» RECORDS PROVIDED:
* * *
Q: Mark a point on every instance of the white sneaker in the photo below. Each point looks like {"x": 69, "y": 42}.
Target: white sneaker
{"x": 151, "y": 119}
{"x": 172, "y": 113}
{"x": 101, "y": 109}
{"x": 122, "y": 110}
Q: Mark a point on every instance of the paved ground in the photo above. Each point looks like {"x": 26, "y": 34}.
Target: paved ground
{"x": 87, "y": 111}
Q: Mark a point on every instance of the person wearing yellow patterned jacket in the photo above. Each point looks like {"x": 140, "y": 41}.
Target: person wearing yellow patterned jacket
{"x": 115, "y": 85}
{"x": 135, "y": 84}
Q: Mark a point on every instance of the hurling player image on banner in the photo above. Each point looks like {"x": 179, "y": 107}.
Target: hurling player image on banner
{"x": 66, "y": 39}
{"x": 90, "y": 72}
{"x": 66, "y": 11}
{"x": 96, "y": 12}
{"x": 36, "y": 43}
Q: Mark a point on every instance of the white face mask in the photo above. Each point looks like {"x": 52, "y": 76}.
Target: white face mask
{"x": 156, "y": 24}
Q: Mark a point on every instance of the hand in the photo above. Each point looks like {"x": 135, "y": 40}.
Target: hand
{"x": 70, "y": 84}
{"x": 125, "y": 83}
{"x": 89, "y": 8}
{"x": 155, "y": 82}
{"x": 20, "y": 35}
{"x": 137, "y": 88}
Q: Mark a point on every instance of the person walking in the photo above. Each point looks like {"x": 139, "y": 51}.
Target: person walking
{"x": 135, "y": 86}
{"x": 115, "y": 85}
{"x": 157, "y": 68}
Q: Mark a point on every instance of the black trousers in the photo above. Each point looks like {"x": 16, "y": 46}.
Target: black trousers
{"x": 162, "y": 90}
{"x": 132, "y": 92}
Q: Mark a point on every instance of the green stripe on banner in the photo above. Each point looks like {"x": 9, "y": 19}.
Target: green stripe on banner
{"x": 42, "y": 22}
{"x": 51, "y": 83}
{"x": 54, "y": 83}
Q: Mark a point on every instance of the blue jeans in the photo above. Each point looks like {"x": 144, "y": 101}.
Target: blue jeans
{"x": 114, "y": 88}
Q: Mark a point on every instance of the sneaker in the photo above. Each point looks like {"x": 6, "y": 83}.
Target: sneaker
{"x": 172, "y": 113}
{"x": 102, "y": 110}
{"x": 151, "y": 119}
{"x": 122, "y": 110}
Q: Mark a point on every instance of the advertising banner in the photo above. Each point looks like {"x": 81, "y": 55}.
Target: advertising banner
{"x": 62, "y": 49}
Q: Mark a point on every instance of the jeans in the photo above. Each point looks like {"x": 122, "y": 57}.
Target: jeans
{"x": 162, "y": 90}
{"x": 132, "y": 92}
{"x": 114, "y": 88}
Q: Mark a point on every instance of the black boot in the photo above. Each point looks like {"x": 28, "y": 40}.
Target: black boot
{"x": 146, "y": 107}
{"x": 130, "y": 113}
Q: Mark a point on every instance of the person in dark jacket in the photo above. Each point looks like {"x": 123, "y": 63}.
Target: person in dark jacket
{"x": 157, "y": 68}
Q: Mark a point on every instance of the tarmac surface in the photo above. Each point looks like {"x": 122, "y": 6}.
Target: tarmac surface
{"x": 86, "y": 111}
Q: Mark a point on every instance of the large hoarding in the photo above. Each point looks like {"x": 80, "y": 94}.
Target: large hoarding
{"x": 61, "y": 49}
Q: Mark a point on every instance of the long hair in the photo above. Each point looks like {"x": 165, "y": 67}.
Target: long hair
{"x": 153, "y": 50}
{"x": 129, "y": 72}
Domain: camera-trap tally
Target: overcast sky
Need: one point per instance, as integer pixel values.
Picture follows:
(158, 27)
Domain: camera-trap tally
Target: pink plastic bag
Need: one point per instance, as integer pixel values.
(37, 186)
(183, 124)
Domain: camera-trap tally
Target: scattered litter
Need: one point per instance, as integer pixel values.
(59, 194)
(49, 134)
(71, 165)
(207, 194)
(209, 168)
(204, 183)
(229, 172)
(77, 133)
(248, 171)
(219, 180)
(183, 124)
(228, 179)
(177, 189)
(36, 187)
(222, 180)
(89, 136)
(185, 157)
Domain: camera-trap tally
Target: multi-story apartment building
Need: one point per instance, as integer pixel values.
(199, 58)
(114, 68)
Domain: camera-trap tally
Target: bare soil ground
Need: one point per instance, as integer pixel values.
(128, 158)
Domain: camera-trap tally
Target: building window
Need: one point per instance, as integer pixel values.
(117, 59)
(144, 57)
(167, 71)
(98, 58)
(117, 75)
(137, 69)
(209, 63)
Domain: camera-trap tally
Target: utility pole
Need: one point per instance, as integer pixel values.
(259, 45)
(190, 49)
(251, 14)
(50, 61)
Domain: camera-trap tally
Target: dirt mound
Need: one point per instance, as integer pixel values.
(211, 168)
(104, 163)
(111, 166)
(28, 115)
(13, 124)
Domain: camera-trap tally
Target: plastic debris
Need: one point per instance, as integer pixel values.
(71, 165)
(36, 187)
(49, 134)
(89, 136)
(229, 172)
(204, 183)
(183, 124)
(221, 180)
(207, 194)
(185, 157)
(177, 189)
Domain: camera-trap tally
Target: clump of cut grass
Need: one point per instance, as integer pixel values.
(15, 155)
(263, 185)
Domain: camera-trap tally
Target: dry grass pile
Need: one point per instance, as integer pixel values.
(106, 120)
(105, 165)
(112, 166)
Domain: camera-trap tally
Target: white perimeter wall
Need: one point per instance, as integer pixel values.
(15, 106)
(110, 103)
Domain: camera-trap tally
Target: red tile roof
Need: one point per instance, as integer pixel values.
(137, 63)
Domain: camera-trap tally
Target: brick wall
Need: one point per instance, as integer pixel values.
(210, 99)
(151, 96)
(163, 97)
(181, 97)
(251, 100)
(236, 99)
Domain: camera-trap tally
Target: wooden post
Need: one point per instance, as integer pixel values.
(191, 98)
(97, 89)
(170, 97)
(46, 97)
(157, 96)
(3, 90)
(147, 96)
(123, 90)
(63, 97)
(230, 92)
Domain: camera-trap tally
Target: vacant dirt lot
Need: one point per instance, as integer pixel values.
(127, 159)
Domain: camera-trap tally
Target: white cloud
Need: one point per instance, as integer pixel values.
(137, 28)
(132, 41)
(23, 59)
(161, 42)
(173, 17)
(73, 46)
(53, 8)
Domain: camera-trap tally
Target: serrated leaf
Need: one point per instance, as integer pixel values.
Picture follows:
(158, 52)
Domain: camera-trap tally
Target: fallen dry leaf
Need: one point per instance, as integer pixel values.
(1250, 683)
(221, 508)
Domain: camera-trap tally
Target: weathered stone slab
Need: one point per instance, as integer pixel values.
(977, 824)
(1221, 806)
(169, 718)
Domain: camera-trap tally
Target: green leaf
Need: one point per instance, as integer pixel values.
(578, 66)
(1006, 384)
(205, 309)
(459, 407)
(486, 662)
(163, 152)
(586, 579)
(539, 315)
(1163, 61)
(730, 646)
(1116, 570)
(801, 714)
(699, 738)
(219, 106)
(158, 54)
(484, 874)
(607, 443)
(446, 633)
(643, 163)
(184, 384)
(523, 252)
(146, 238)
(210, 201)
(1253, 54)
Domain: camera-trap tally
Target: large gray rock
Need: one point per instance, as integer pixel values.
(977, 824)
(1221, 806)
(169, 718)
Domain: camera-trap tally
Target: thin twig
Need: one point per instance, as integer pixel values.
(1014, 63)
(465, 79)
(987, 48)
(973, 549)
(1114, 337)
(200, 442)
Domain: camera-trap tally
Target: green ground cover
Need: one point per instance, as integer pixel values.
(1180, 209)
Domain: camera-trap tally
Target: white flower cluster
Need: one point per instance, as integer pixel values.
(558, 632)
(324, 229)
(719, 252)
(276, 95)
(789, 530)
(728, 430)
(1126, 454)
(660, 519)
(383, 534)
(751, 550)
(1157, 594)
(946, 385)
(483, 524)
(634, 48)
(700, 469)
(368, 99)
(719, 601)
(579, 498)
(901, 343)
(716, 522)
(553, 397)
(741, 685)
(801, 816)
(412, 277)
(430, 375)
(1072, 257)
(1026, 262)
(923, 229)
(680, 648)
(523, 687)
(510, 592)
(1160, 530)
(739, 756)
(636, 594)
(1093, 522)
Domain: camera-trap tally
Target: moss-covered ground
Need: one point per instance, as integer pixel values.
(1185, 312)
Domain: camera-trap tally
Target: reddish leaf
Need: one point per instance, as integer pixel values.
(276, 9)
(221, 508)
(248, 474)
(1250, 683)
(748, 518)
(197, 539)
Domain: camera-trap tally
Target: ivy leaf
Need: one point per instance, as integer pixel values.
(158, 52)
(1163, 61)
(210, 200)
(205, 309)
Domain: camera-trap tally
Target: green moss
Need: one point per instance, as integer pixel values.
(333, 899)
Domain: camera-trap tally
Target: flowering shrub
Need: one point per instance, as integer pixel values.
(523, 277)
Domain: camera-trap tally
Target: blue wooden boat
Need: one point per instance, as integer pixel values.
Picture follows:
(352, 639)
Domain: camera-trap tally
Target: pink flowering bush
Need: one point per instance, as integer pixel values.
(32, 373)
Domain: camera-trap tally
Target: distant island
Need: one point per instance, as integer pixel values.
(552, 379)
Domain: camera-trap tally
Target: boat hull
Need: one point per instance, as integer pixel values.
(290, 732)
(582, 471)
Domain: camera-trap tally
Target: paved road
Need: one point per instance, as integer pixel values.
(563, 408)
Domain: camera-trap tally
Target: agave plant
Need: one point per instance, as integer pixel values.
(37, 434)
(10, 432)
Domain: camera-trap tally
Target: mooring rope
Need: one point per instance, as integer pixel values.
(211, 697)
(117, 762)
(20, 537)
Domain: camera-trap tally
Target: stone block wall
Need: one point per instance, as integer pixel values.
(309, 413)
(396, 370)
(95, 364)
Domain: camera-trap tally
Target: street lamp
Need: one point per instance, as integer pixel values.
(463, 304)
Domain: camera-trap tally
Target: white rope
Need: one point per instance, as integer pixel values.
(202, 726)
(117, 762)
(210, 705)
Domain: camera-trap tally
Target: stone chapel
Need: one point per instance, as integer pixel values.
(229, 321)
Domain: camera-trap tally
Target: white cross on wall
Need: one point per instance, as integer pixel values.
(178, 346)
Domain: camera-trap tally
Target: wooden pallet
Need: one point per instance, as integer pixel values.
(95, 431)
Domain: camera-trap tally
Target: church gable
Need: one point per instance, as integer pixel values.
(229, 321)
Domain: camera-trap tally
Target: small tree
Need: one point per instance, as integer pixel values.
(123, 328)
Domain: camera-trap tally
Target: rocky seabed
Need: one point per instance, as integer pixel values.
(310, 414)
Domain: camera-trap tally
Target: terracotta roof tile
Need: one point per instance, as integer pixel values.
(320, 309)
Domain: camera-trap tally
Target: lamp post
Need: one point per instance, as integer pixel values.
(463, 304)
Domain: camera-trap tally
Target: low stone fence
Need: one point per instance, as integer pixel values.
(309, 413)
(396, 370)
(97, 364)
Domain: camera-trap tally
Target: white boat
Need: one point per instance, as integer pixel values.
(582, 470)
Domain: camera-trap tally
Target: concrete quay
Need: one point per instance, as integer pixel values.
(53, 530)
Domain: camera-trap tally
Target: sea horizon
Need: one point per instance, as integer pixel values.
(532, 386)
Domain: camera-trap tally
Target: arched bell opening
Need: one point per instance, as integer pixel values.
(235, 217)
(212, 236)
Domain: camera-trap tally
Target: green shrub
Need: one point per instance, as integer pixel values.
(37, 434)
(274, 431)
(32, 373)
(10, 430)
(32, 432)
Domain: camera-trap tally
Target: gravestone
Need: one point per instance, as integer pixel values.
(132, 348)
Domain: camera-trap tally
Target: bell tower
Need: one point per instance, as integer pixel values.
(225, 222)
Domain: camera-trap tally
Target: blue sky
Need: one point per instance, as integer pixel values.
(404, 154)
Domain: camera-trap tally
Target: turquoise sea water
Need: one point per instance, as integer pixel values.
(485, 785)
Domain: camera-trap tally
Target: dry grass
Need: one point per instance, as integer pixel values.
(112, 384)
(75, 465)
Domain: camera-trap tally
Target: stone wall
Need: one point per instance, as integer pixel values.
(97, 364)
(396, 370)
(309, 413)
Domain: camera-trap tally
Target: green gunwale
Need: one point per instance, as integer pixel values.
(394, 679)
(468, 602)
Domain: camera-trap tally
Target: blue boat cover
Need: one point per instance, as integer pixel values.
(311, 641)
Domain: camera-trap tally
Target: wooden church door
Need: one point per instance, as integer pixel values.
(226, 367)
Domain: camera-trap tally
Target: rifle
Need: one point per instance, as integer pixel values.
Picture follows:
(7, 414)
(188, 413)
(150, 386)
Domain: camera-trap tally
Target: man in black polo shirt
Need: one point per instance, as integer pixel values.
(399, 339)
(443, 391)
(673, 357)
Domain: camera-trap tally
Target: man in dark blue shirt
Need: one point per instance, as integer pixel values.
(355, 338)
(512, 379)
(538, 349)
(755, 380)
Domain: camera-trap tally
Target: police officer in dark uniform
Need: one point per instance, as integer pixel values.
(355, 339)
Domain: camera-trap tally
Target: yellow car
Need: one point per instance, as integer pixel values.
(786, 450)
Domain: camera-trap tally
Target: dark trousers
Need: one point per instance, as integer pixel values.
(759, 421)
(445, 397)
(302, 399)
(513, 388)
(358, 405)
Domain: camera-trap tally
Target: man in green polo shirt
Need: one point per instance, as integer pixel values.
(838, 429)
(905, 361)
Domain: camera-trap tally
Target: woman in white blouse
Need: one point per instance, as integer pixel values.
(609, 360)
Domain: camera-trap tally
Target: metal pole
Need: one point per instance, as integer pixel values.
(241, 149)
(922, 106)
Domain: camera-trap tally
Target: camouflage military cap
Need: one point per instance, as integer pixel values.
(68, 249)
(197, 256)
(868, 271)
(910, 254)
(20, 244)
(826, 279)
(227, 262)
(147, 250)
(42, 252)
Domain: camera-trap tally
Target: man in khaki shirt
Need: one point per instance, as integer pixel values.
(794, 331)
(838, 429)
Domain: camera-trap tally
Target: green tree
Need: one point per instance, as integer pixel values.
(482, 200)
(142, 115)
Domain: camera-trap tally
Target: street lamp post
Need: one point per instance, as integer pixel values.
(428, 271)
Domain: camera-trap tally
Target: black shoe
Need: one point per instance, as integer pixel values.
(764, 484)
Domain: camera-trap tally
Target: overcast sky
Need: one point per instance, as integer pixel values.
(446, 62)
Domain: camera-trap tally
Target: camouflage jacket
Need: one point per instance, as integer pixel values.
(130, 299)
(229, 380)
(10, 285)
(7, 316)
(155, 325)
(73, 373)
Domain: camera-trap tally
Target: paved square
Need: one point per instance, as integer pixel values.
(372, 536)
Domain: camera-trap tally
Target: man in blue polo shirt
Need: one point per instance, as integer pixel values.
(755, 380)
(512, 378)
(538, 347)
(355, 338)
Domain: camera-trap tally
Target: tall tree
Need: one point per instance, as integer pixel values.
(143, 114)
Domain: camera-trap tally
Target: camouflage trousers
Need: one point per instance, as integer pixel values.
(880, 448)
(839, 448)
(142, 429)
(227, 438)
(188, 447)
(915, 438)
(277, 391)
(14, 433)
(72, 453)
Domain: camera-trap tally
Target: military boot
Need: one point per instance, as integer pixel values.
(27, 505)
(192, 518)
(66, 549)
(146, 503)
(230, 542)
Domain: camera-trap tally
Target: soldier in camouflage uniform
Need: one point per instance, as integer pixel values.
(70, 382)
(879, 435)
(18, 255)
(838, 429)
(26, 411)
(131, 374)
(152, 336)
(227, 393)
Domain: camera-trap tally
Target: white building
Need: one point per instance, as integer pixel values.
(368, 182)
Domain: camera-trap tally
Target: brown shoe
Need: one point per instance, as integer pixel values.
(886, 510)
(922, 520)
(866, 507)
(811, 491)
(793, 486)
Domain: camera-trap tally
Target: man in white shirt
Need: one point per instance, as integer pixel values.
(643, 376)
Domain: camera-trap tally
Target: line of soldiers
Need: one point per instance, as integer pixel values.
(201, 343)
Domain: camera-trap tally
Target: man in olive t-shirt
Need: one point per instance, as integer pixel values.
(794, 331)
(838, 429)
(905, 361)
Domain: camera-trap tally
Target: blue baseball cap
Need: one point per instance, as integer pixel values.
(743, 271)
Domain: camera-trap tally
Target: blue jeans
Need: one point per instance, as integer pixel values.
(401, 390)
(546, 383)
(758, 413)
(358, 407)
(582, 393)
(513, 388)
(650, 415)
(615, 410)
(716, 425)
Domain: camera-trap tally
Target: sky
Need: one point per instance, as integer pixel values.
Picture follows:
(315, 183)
* * *
» EXERCISE AIM: Identify each line of the records that contains the word "hand", and copy those lines.

» SOLUTION TO THIS PROBLEM:
Q: Mark a point on every instance of the hand in the photo above. Each point looks like {"x": 135, "y": 40}.
Target: hand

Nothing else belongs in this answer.